(Short exercise): Return verbatim the part of the rows below that begins with the line containing "the leaf using the picture above." and continues through the final row, including both ends.

(Provided data):
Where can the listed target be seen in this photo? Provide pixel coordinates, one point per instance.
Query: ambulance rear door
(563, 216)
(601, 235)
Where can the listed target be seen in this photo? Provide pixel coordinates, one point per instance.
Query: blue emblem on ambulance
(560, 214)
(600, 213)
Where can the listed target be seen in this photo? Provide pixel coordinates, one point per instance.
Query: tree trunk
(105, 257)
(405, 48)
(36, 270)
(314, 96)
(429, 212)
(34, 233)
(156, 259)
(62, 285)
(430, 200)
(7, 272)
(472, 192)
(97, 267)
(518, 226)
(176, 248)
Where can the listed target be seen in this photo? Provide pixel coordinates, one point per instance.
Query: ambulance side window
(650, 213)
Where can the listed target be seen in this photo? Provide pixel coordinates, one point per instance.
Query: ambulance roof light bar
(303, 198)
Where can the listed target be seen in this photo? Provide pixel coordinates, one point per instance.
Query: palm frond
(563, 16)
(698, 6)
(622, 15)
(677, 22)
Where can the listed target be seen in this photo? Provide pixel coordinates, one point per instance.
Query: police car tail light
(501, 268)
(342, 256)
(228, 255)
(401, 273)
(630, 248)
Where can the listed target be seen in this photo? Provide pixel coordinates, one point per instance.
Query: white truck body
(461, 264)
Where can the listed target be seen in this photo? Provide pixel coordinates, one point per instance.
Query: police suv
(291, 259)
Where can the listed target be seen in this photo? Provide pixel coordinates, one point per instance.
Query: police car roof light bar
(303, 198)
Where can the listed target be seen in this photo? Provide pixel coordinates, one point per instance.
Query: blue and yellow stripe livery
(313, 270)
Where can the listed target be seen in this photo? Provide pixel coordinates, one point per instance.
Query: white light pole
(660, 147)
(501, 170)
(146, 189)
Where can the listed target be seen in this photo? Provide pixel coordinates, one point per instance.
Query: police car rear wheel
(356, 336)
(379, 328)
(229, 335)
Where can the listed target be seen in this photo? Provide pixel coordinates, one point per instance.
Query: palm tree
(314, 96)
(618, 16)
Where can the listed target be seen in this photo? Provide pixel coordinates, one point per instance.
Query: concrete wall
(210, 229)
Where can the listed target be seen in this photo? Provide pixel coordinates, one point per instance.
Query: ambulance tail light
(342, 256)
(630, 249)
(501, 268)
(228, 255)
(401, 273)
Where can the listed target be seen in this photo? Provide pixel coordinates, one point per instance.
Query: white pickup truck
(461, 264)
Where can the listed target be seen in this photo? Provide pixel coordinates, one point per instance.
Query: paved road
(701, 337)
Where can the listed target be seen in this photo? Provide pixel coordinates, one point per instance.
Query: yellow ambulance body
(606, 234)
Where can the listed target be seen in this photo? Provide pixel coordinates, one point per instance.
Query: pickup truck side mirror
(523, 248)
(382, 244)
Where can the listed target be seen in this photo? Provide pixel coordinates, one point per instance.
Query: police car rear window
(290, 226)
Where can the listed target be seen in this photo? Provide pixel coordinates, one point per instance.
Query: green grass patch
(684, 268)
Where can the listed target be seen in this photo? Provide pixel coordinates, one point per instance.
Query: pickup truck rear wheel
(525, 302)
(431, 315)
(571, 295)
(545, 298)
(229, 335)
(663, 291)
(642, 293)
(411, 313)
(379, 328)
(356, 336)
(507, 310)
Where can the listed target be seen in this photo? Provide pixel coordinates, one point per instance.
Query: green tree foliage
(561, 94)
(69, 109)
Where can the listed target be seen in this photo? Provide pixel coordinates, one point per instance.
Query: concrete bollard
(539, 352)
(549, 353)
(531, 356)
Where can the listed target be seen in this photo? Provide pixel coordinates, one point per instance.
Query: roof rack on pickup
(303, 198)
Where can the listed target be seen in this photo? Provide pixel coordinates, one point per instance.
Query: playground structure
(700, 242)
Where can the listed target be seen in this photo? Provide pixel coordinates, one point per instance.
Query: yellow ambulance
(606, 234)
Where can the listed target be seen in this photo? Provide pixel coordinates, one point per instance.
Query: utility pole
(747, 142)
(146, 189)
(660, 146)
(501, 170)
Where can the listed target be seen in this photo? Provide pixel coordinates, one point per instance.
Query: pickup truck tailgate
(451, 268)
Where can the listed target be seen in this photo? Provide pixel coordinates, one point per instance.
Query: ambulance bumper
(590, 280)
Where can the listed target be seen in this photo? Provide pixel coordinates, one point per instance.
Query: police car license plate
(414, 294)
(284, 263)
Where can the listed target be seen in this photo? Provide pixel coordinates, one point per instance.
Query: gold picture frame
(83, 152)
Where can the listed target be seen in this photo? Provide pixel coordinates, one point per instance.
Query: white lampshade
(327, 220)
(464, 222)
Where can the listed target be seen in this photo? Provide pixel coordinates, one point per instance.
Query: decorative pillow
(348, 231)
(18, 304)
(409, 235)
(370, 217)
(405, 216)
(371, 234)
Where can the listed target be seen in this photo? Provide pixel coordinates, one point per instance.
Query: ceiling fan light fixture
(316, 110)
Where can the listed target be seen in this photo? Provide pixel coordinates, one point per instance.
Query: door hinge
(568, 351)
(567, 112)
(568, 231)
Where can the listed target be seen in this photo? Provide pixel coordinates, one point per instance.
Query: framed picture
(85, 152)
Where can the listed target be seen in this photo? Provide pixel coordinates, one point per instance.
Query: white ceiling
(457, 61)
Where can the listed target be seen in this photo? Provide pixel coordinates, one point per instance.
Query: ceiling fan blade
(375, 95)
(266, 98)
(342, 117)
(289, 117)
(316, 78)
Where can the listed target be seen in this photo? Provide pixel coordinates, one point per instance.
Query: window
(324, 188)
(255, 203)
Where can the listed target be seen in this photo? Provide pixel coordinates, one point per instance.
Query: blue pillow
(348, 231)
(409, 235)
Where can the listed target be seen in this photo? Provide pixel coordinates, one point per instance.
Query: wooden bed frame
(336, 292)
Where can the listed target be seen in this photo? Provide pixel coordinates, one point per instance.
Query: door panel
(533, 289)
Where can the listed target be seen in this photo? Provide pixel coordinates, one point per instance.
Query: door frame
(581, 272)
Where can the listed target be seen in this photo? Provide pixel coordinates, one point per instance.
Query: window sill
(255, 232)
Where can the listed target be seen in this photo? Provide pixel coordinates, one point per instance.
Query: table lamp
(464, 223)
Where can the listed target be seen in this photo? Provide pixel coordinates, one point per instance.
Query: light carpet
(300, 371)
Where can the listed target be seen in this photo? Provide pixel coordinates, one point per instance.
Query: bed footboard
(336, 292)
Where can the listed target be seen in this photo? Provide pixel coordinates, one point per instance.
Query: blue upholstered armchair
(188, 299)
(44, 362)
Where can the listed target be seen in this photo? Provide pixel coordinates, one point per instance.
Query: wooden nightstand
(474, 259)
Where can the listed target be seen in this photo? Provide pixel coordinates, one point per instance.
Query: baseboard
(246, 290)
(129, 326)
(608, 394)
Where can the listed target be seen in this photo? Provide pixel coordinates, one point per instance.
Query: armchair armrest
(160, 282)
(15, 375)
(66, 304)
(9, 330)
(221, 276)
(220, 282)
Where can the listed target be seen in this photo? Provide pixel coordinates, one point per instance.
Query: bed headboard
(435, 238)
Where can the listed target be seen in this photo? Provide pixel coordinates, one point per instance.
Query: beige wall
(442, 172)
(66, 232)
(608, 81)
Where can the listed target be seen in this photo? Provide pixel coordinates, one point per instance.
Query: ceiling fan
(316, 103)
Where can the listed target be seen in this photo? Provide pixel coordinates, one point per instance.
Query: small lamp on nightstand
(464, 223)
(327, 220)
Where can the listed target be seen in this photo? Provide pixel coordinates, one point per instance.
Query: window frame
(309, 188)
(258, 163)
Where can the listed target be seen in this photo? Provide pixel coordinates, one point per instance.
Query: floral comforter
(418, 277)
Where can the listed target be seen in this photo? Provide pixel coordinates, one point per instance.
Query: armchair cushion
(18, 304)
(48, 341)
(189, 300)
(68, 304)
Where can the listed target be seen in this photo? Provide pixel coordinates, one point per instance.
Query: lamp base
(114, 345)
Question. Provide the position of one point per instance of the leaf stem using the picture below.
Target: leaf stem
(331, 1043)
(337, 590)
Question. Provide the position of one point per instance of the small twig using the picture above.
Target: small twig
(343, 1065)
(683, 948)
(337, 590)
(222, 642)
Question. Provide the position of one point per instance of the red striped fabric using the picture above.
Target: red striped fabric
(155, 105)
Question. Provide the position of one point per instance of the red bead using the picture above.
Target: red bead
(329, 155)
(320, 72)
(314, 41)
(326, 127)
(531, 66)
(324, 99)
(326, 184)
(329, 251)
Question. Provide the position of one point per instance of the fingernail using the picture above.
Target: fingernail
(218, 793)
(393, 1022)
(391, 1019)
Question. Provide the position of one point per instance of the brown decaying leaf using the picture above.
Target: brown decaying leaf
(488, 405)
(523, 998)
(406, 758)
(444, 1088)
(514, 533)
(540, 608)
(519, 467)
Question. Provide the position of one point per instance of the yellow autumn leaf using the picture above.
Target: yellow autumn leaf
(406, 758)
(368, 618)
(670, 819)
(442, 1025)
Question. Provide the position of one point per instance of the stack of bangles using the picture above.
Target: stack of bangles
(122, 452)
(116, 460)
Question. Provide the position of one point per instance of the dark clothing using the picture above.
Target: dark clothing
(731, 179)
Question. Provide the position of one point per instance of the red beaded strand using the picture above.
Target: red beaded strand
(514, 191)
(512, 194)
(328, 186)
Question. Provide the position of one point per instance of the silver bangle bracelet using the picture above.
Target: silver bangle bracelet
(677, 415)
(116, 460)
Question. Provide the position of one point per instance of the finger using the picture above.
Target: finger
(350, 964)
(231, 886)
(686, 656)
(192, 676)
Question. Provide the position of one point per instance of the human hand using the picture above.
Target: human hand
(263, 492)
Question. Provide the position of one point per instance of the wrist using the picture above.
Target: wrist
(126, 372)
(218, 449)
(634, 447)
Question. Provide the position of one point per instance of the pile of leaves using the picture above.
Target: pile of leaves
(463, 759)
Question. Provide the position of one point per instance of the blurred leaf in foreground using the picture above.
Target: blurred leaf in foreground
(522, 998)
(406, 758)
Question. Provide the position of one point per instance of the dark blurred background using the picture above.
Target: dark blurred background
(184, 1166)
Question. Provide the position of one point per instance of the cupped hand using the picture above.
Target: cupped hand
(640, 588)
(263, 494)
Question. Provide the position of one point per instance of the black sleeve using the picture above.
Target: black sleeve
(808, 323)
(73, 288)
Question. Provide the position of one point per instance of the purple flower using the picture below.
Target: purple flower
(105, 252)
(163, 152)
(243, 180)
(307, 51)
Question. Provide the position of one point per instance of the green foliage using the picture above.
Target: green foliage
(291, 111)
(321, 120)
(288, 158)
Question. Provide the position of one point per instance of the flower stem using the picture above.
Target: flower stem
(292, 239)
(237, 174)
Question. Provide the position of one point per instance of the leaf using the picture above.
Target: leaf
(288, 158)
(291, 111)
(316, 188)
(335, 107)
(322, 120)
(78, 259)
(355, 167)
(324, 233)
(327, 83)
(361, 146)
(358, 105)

(Result below):
Question. Provide the position of one point per instance of the leaf using the picture above.
Target: leaf
(288, 158)
(291, 111)
(316, 188)
(335, 107)
(322, 120)
(78, 259)
(355, 167)
(324, 233)
(327, 83)
(361, 146)
(358, 105)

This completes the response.